(Stored dataset rows)
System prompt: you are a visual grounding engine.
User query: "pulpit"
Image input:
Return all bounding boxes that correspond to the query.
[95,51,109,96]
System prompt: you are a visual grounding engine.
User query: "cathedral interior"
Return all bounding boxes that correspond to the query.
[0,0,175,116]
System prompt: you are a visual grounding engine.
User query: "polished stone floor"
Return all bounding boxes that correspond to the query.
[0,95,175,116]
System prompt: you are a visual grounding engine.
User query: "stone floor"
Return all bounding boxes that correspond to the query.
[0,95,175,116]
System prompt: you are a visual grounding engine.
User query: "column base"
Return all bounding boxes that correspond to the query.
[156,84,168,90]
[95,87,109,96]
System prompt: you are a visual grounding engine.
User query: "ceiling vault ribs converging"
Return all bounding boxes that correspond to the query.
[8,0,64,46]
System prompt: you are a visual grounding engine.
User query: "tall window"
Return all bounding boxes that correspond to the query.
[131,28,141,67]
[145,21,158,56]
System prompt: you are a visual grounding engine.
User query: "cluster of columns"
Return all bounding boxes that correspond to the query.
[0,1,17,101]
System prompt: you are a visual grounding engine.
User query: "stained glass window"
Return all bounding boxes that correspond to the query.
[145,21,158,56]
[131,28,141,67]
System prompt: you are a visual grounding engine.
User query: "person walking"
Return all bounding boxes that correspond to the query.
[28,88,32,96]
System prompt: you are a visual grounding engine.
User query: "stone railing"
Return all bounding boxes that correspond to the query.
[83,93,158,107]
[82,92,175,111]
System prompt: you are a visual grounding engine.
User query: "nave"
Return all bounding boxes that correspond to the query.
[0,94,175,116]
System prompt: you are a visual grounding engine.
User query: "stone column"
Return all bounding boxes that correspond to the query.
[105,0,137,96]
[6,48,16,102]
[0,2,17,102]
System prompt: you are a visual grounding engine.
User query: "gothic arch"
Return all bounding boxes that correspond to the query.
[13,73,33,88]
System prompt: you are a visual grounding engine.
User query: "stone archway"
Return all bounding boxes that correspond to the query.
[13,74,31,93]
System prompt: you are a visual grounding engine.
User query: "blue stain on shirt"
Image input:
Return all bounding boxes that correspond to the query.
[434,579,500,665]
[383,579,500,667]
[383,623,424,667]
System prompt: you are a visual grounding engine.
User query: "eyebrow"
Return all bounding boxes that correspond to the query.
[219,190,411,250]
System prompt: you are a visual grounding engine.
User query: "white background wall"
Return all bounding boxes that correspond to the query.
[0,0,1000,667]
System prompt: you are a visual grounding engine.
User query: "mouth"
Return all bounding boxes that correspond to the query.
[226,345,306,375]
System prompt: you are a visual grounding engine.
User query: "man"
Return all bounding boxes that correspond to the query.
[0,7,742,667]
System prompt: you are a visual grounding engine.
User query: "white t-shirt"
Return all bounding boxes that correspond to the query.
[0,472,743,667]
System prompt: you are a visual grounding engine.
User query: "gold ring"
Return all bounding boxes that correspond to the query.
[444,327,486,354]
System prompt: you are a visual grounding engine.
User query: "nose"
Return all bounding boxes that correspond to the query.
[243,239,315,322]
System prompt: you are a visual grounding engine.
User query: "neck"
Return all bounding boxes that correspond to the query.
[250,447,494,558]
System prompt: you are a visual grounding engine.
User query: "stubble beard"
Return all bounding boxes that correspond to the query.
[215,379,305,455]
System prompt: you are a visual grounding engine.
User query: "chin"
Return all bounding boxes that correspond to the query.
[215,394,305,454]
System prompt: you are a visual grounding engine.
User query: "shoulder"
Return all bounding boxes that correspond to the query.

TASK DESCRIPTION — Copy out every line of the rows above that contains the string "shirt". Case counts when matching.

COMPLETED EXERCISE —
User query: "blue stain on shirt"
User query: "white t-shirt"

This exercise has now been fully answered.